In Q4, expenses related to the two acquisitions (DPL and GPL), pushed the operating expenses up by 8% QoQ to Rs 985 crore. Consequently, the bottom line and margins sharply dropped in Q4.

High debt levels, decreasing promoter pledges
An ongoing concern for Adani Ports is the soaring debt levels leading to consistently higher finance costs. In Q4, finance costs were Rs 643 crore, a rise of 12% against the previous quarter.
At the end of FY21, Adani Ports’ gross debt was Rs 32,900 crore, a 25% jump YoY. The Rs 6,754-crore additional debt of the company accumulated in the financial year was piled on in the first half. Between April-September 2020, the company raised nearly Rs 5,000 crore through non-convertible debentures (NCDs) issued in four tranches.

Another concern is the high proportion of pledged promoter shareholding. Adani Ports’ promoter group, the Gautam Adani family holding 63.7% of Adani Ports. At the end of the March 2021 quarter, 16% of promoter shareholding was pledged as collateral for borrowings. However, the pledged promoter shareholding has been declining.

----

REQUIRED TASKS
1 – Duplicate the passage of the Adani Ports text from "High debt levels, decreasing" up to and including "the previous quarter.".
2 – List every percentage figure that appears in the Adani Ports text, in the order they occur.

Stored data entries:
----

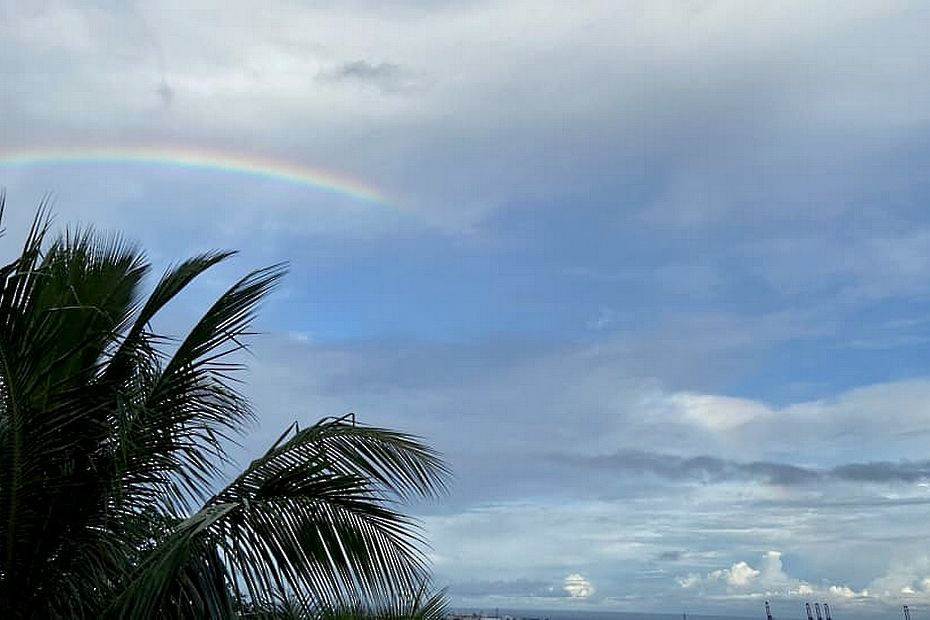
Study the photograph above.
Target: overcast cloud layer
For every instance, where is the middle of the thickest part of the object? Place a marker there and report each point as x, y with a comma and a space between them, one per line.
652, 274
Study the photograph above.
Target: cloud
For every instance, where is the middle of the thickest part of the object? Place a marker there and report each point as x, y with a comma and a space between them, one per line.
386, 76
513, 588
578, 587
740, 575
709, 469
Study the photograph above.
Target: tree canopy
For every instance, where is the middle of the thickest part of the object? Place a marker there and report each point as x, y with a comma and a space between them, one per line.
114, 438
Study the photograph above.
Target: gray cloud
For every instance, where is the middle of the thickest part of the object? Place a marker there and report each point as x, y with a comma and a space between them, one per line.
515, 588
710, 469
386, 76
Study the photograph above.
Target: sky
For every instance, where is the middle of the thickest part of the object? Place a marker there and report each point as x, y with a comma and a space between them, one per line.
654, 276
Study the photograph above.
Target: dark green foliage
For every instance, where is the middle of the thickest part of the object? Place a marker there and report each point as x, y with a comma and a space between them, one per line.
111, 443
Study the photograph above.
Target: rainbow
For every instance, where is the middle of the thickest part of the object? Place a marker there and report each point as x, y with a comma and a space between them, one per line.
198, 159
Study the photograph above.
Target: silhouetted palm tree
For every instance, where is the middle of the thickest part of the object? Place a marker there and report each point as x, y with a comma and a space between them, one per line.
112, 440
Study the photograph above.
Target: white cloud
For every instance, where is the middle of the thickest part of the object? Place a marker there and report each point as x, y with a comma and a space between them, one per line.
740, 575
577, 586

----

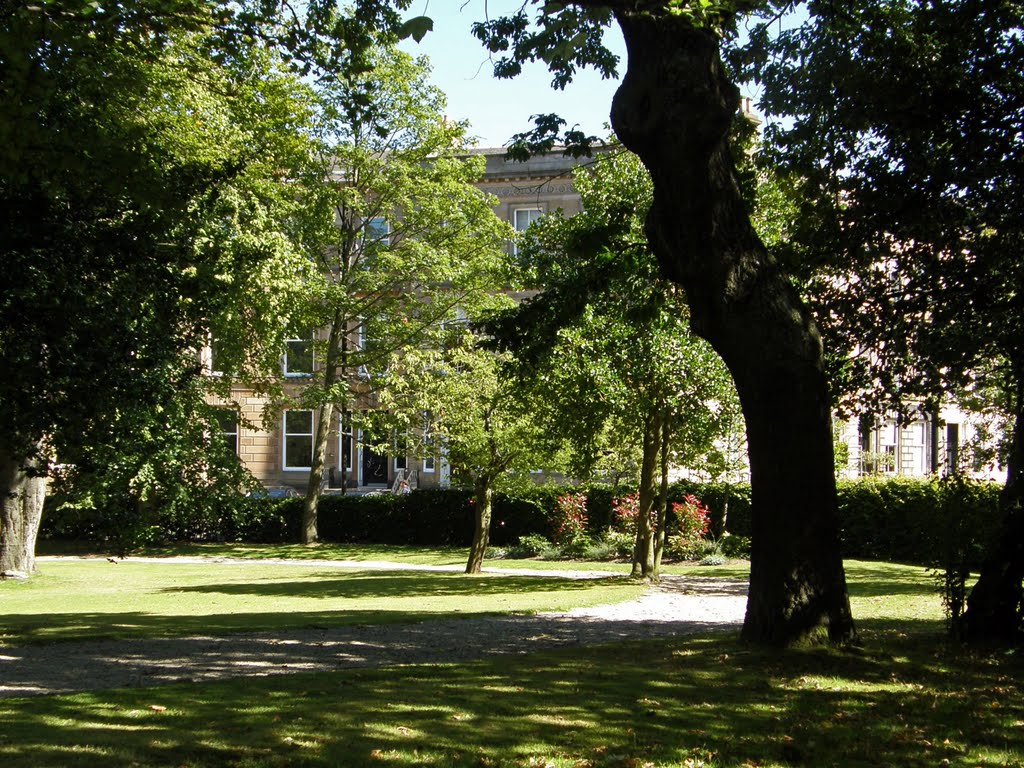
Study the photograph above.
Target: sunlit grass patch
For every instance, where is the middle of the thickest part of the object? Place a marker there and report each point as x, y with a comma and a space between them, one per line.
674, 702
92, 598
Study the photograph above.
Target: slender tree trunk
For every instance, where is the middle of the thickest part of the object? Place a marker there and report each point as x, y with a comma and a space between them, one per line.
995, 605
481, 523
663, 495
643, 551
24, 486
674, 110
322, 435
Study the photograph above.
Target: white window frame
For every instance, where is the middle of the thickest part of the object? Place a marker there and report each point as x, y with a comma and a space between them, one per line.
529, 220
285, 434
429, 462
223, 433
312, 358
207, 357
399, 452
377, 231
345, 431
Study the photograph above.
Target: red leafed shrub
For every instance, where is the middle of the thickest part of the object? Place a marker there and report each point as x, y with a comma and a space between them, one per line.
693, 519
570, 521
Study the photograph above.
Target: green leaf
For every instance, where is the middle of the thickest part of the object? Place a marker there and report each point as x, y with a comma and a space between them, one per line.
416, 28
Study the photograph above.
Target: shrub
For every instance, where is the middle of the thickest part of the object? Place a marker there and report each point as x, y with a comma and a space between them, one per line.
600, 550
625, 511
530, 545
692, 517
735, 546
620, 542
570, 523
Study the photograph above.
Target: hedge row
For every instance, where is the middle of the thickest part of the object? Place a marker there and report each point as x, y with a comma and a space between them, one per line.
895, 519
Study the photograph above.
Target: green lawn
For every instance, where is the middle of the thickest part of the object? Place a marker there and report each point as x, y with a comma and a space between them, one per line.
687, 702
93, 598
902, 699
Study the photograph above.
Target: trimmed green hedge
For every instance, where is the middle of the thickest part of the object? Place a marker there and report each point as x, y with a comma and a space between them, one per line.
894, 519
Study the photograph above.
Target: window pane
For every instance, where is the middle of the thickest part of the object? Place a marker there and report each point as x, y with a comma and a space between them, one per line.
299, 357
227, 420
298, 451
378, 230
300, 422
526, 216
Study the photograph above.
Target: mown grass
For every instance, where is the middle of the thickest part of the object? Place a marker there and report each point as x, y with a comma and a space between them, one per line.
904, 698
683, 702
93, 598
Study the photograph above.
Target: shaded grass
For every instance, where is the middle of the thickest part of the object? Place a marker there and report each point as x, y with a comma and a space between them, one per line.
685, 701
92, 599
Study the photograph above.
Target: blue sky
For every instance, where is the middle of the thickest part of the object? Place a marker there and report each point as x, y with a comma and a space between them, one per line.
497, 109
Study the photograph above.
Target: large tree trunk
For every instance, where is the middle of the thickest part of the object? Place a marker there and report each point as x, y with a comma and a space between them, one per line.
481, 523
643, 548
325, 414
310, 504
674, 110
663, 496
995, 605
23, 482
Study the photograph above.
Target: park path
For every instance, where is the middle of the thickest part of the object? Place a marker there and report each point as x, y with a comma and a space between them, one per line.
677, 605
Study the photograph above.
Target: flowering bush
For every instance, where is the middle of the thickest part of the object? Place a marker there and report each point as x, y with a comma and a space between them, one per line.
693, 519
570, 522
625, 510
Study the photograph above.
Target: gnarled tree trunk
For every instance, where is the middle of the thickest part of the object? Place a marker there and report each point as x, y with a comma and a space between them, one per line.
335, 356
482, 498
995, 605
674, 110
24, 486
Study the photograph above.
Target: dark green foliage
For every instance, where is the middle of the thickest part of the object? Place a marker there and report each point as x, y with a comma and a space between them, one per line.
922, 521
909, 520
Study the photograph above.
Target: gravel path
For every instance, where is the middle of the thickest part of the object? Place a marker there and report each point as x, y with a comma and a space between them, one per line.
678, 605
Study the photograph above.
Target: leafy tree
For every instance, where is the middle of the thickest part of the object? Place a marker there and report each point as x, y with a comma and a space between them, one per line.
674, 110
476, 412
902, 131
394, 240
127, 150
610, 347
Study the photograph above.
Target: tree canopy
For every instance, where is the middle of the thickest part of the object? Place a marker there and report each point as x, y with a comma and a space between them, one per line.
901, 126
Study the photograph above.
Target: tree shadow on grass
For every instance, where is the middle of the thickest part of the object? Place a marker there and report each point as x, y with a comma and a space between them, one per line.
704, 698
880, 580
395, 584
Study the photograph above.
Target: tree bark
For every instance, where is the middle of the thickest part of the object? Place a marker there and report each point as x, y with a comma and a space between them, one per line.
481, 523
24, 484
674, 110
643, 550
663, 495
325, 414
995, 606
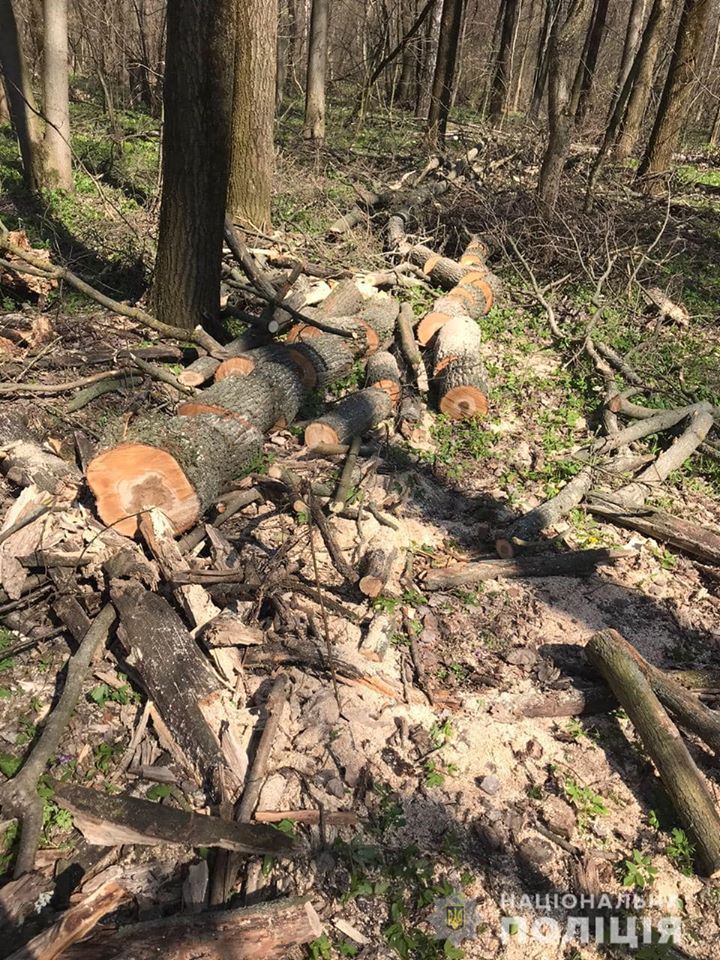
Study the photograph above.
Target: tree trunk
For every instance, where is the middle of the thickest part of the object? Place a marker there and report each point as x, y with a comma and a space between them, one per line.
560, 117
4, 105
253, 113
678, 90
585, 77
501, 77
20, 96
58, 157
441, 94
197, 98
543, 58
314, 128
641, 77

----

PER-TASK OUTPUTS
1 –
High debt levels, decreasing promoter pledges
An ongoing concern for Adani Ports is the soaring debt levels leading to consistently higher finance costs. In Q4, finance costs were Rs 643 crore, a rise of 12% against the previous quarter.

2 – 8%, 12%, 25%, 63.7%, 16%